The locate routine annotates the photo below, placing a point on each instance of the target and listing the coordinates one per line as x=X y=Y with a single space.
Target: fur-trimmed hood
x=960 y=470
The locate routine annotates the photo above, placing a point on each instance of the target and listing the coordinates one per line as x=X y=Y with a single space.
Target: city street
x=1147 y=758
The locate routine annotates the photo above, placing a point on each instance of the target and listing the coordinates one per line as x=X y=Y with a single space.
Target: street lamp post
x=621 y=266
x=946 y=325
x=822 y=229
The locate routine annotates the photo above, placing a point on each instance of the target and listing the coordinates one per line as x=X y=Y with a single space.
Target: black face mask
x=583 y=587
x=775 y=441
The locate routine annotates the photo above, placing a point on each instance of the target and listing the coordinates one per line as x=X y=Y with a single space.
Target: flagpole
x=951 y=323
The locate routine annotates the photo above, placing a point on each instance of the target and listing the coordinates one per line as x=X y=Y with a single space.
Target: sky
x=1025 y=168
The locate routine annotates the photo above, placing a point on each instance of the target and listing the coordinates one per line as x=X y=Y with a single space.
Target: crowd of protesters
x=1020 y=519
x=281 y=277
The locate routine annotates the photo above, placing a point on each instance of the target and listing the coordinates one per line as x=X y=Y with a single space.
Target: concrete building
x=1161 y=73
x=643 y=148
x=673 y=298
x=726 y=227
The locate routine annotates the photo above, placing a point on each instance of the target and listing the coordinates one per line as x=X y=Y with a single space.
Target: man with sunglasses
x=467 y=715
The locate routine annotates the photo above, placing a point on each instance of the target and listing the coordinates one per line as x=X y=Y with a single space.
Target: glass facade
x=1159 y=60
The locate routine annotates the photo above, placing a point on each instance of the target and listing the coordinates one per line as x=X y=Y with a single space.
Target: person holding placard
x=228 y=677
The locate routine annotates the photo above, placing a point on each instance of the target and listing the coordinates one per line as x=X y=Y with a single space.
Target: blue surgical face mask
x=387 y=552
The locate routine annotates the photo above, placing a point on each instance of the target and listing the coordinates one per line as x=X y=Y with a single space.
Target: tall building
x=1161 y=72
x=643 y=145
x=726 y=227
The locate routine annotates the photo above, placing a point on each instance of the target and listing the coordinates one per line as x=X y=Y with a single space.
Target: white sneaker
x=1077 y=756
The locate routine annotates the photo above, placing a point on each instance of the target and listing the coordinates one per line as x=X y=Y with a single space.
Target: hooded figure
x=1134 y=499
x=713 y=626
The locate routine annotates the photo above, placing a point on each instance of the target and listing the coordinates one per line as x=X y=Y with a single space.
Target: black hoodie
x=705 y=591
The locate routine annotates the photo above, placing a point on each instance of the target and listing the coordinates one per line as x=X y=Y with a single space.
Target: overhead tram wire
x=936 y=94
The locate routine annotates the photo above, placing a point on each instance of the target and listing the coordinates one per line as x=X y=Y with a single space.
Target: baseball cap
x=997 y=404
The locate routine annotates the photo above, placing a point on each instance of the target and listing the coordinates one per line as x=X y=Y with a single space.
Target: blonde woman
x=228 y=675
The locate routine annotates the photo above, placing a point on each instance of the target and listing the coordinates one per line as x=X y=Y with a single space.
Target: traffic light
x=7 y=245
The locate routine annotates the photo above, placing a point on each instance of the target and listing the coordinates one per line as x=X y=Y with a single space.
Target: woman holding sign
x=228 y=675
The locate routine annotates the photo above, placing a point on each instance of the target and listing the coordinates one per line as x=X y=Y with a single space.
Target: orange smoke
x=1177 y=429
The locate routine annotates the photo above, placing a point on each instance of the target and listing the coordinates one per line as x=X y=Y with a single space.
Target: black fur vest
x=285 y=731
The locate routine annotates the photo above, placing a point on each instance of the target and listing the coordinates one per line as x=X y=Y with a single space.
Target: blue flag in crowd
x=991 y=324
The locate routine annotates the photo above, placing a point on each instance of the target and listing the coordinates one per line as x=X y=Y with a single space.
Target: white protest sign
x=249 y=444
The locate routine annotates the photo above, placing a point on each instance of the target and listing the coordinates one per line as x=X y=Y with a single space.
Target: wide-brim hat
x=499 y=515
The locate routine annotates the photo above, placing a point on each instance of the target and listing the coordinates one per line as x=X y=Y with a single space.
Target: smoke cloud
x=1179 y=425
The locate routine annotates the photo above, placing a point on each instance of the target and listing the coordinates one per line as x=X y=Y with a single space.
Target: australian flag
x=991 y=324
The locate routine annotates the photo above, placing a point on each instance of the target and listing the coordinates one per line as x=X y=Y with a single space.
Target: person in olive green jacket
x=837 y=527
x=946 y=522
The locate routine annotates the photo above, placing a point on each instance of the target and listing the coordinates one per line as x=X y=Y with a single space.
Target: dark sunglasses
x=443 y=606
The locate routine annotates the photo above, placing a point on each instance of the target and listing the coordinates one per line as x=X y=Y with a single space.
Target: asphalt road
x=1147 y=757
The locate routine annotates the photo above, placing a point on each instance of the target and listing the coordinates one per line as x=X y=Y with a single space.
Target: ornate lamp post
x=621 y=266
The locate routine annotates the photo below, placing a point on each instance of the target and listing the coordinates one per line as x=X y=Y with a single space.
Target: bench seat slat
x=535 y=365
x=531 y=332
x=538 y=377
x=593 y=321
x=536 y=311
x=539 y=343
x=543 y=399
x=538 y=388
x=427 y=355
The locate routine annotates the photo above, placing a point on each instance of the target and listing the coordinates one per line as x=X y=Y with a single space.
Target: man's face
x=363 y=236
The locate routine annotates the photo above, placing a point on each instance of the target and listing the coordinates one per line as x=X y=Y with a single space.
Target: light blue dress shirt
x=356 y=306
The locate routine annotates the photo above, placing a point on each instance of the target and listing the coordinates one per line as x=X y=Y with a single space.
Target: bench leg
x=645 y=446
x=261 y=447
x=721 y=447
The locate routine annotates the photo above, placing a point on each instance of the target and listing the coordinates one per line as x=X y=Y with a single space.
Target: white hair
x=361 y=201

* Written problem *
Please reproduce each record precisely as written.

* Correct answer *
The locate routine annotates the photo below, placing a point on each instance of the target and listing the coordinates one per line as x=X y=Y with a single space.
Target: fur-trimmed hood
x=960 y=470
The locate routine annotates the photo above, placing a point on each instance of the target and listing the coordinates one per line as x=X y=Y with a single space.
Target: city street
x=1147 y=758
The locate routine annotates the photo above, placing a point on each instance of the target and listing the coordinates one per line as x=X y=Y with a single space.
Target: street lamp post
x=621 y=266
x=946 y=325
x=822 y=229
The locate routine annotates the photo above, placing a point on each instance of the target and listing the coordinates one per line as x=X y=Y with a single space.
Target: black face mask
x=583 y=587
x=775 y=441
The locate routine annotates the photo above, placing a point on each instance of the target and listing the coordinates one per line as x=X y=Y with a single space.
Target: flagpole
x=951 y=323
The locate routine annotates the photo above, placing a point on each instance of the target and listing the coordinates one per line as x=X y=Y with a single space.
Target: sky
x=1025 y=168
The locate routine annotates the photo above, placing a point on each instance of the target and listing the coordinates one per line as x=X y=Y with a single space.
Target: crowd of protesters
x=1020 y=519
x=281 y=277
The locate routine annotates the photo above, placing a point on each instance of the target and listing the coordinates one per line as x=X y=Y with a single space.
Target: concrete building
x=1161 y=73
x=643 y=148
x=673 y=298
x=726 y=227
The locate routine annotates the photo above, placing a point on each instance of the target and listing the coordinates one per line as x=X y=Y with a single space.
Target: man with sunglasses
x=467 y=715
The locate routine annotates the photo above, placing a point on each instance of the target and listing the coordinates one per line as x=X y=Y with a single space.
Target: glass facade
x=1159 y=60
The locate routine annotates the photo above, placing a point on each instance of the target and listing the coordinates one per line as x=X y=Y with a single space.
Target: person holding placard
x=228 y=677
The locate routine annotates the photo above, placing a point on each instance of the target and listing the coordinates one per line as x=X y=Y with a single space.
Target: blue surgical face mask
x=387 y=552
The locate routine annotates the photo above, placing a point on each instance of the target and listing the coordinates one per line as x=X y=Y with a single space.
Target: tall building
x=1161 y=72
x=643 y=145
x=726 y=227
The locate routine annotates the photo above, placing a point on each instance of the target and listing the coordinates one per line as x=X y=Y with a single space.
Target: white sneaker
x=1077 y=756
The locate routine annotates the photo above, placing a point on each instance of the target and listing the coordinates one per line as x=X y=Y with a single space.
Target: hooded figure
x=1134 y=499
x=713 y=626
The locate routine annotates the photo above, placing a point on each instance of the target and listing the coordinates one per line as x=X y=Y with a single space.
Target: black hoodie
x=705 y=591
The locate routine annotates the photo above, placing a point on each instance of the target and listing the coordinates one per line as x=X y=Y with a single space.
Target: overhead tram wire
x=936 y=94
The locate routine annotates the photo above, placing a point on each instance of the target and listing the coordinates one per line as x=X y=Y with a single space.
Target: baseball cap
x=997 y=404
The locate routine annotates the photo above, placing a point on each instance of the target and listing the coordinates one per line as x=X y=Y with a single space.
Target: blonde woman
x=228 y=675
The locate routine annotates the photo above, placing a point on each instance of the target and listing the coordinates one per line as x=X y=Y with a single space.
Target: traffic light
x=7 y=245
The locate routine annotates the photo above, placing a point on each instance of the target and listing the coordinates one per line as x=X y=Y with a single space.
Target: woman holding sign
x=228 y=675
The locate routine annotates the photo above, placing a point on each instance of the target and listing the coordinates one per line as x=X y=Y with a single space.
Target: orange smoke
x=1177 y=429
The locate routine annotates the photo above, placing a point on each instance of the target and listing the coordinates one per line as x=X y=Y with a single space.
Target: black fur vest
x=285 y=731
The locate routine annotates the photo above, placing a point on each instance of the target and listing the coordinates one per line as x=X y=Y with a single space.
Target: blue flag in crowd
x=991 y=324
The locate routine annotates the photo above, placing a point on each instance of the target and listing the coordinates one per line as x=X y=Y with a single space.
Target: white protest sign
x=249 y=444
The locate routine annotates the photo above, placing a point on each instance of the target and listing the coordinates one per line as x=X y=Y with a single space.
Target: wide-brim hat
x=499 y=515
The locate routine annotates the photo above, placing a point on each instance of the target and listing the coordinates one per line as x=X y=Y with a single space.
Target: smoke cloud
x=1179 y=425
The locate routine annotates the photo above, placing a point on each instance of the target and listing the coordinates one per line as x=X y=Y with a single space.
Target: australian flag
x=991 y=324
The locate routine annotates the photo above, placing a point on each instance of the target and listing the coordinates one per line as x=X y=Y with a single space.
Target: person in olive green jacket
x=837 y=527
x=946 y=522
The locate routine annotates the photo above, placing a point on each instance of the target and listing the coordinates one per line as x=X y=Y with a single space.
Target: dark sunglasses
x=443 y=606
The locate routine annotates the photo above, placing a point on each instance of the target and listing the coordinates one per line as x=X y=Y with a single space.
Target: asphalt road
x=1147 y=757
The locate routine annotates the photo above, placing a point on each instance of the target and listing the coordinates one per line as x=X y=Y with a single space.
Target: ornate lamp post
x=621 y=266
The locate routine annotates the photo below, placing a point on each instance of the target and listing the coordinates one per line as x=X y=Y with a single space.
Target: bench seat slat
x=535 y=365
x=531 y=332
x=538 y=377
x=593 y=321
x=536 y=311
x=539 y=343
x=543 y=399
x=538 y=388
x=427 y=355
The locate routine annotates the photo above, placing a point on each instance of the target and listing the coordinates one per line as x=X y=Y with a single space.
Target: man's face
x=363 y=236
The locate routine annotates the photo above, placing a point on each instance of the target and listing the coordinates one per line as x=X y=Y with a single space.
Target: light blue dress shirt
x=356 y=306
The locate routine annotates the photo above, placing a point on each instance of the target and listing the coordinates one per line as x=X y=Y with a single space.
Target: bench leg
x=645 y=446
x=261 y=447
x=721 y=447
The locate routine annotates the photo above, placing a point on each instance of the target and listing the coordinates one per line as x=X y=Y with a single space.
Target: white hair
x=361 y=201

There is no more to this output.